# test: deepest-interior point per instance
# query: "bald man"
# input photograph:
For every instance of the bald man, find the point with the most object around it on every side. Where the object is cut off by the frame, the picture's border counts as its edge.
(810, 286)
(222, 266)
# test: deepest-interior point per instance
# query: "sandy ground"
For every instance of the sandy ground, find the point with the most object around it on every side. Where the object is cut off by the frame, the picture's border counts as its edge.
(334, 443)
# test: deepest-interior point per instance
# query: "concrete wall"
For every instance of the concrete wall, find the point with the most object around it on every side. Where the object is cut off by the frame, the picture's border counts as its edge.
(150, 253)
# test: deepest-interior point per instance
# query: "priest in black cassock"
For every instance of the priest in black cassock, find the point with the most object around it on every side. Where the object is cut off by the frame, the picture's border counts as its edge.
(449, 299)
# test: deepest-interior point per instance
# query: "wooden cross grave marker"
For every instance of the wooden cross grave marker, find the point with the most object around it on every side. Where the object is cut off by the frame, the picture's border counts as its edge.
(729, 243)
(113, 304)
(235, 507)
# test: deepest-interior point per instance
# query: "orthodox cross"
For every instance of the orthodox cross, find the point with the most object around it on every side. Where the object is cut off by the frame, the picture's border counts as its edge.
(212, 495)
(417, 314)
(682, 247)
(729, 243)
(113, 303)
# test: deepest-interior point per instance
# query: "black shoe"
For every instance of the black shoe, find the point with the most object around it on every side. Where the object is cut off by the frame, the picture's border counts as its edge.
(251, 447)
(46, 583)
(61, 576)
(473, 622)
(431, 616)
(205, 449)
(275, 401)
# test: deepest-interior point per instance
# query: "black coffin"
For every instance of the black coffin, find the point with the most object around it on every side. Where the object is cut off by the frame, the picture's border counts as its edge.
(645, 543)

* * * * * * * * *

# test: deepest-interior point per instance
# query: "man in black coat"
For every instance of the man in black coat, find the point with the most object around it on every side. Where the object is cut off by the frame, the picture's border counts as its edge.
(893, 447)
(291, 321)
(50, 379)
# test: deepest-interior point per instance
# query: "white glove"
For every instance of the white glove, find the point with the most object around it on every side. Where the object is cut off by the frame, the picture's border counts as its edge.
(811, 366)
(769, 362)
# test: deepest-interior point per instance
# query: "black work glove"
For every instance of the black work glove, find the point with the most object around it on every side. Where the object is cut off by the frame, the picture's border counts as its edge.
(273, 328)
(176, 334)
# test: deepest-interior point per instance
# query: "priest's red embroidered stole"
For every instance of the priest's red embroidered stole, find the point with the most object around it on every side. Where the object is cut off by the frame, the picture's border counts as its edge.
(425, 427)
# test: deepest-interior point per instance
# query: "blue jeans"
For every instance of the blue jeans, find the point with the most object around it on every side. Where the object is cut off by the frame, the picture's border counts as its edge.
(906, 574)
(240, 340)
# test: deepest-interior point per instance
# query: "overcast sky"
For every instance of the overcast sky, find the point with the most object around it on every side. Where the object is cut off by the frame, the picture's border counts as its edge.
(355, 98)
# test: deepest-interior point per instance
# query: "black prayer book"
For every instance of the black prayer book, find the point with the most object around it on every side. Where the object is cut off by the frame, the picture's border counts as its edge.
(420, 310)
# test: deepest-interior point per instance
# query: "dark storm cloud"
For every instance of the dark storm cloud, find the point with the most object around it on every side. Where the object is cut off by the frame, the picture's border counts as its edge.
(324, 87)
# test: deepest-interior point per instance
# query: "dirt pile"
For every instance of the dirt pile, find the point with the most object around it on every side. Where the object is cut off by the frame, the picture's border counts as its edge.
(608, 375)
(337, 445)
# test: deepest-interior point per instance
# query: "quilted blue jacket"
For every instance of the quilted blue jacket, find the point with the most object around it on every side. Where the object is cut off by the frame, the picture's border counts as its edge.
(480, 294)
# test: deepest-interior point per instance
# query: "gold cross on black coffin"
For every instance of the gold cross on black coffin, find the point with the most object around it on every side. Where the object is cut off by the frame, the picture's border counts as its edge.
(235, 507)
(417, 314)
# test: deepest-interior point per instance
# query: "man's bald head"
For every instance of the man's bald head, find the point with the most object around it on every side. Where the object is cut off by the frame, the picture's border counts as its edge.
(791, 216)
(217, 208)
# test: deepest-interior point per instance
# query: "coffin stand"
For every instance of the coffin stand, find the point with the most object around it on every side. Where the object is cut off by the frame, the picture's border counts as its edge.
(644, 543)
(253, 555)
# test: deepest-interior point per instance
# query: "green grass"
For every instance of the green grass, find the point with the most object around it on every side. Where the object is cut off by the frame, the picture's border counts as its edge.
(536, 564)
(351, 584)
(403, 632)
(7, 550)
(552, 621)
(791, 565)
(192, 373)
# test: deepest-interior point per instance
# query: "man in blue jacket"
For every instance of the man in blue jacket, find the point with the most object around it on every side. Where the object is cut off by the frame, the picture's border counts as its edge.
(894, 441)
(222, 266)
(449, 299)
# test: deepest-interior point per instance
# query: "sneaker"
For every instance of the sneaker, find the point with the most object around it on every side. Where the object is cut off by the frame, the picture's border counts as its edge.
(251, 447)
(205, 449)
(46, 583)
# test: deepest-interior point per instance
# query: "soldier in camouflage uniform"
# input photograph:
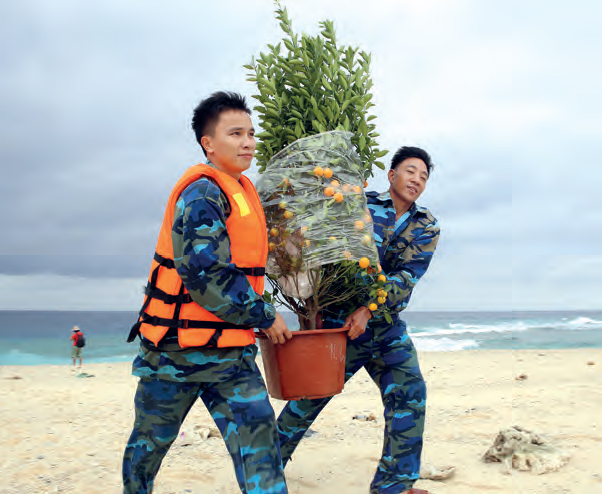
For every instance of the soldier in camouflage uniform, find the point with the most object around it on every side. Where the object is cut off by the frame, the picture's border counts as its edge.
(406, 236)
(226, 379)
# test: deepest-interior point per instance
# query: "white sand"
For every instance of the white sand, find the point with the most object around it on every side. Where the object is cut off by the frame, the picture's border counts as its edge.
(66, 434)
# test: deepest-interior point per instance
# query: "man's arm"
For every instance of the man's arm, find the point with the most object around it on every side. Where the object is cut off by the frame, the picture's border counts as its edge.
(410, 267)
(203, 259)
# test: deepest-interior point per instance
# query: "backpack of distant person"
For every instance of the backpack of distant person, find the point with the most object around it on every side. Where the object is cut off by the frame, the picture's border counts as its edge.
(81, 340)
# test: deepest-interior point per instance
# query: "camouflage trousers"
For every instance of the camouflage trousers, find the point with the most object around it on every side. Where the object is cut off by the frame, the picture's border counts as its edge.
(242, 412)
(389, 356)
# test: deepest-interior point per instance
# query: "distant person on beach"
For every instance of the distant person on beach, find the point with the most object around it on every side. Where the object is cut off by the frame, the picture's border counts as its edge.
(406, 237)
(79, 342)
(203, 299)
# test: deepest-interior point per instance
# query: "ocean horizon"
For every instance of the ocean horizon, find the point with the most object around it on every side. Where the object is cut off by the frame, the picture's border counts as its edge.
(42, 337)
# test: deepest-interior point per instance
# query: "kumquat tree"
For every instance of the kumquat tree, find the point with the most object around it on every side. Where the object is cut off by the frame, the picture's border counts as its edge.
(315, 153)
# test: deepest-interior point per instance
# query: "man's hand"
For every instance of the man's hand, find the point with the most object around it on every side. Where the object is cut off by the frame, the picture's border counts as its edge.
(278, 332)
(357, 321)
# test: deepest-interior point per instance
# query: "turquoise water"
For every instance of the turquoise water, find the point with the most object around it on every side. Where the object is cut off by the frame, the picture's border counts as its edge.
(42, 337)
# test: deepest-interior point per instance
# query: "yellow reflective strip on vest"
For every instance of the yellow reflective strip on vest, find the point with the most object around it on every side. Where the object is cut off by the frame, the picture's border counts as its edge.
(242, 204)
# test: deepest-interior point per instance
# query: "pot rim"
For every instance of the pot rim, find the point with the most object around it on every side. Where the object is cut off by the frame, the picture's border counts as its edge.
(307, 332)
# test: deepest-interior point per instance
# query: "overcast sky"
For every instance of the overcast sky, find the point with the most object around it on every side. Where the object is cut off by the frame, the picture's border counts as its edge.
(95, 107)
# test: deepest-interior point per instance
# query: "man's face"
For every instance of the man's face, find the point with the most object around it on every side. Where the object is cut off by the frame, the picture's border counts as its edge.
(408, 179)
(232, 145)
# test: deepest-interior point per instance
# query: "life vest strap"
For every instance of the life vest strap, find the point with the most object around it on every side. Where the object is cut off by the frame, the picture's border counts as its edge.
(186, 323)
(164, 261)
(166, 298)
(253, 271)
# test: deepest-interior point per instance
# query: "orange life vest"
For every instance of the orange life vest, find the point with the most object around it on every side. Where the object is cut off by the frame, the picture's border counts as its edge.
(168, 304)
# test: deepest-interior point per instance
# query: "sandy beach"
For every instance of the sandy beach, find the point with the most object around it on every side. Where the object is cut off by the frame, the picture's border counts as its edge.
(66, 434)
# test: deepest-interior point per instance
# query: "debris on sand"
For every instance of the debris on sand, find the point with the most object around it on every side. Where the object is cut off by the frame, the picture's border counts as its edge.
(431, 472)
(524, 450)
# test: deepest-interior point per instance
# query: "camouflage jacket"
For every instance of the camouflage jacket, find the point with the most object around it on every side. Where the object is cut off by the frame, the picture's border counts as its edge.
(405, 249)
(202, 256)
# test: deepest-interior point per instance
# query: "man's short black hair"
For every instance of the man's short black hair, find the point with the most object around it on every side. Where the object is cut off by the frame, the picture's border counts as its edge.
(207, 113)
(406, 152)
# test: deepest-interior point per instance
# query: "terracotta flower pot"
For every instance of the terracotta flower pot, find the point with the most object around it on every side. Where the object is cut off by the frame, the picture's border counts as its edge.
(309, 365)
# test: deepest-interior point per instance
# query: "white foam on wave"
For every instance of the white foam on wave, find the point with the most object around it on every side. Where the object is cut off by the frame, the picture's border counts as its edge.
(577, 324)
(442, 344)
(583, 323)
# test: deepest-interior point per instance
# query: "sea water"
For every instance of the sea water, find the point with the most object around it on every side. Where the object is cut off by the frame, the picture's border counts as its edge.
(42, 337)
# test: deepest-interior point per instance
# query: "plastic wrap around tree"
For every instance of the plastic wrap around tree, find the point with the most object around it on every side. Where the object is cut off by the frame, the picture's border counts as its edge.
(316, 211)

* * * * * * * * *

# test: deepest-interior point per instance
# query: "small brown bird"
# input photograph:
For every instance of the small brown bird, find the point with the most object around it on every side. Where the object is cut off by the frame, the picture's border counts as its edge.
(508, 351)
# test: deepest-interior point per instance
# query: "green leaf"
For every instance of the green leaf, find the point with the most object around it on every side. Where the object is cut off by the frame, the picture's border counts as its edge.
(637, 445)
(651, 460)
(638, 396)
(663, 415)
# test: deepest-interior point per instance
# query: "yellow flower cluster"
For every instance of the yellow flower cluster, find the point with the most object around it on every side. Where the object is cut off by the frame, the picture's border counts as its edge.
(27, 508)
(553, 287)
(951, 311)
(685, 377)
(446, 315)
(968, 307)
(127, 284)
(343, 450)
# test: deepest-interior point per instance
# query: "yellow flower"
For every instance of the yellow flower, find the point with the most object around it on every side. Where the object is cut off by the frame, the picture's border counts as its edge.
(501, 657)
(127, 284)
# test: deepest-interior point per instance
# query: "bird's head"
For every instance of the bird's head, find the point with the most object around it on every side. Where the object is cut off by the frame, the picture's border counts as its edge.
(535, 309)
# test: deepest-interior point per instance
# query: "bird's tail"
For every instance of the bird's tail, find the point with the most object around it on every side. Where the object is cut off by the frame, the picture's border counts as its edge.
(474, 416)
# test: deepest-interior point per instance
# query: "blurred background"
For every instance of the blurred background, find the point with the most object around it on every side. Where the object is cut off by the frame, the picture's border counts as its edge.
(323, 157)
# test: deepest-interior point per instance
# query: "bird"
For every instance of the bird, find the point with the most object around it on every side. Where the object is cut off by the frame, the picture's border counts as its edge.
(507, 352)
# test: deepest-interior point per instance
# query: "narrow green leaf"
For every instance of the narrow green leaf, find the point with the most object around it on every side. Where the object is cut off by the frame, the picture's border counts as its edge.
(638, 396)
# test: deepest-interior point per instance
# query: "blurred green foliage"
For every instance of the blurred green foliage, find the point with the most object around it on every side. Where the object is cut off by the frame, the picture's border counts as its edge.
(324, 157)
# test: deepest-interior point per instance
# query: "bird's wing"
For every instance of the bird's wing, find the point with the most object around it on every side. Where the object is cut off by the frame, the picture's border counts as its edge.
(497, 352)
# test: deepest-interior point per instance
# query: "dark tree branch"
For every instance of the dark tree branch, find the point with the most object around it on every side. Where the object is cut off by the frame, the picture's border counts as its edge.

* * * * * * * * *

> _Qué hacer_:
Di cuántas líneas de los registros contienen la palabra "background" y responde únicamente con el número.

> _Respuesta final_:
2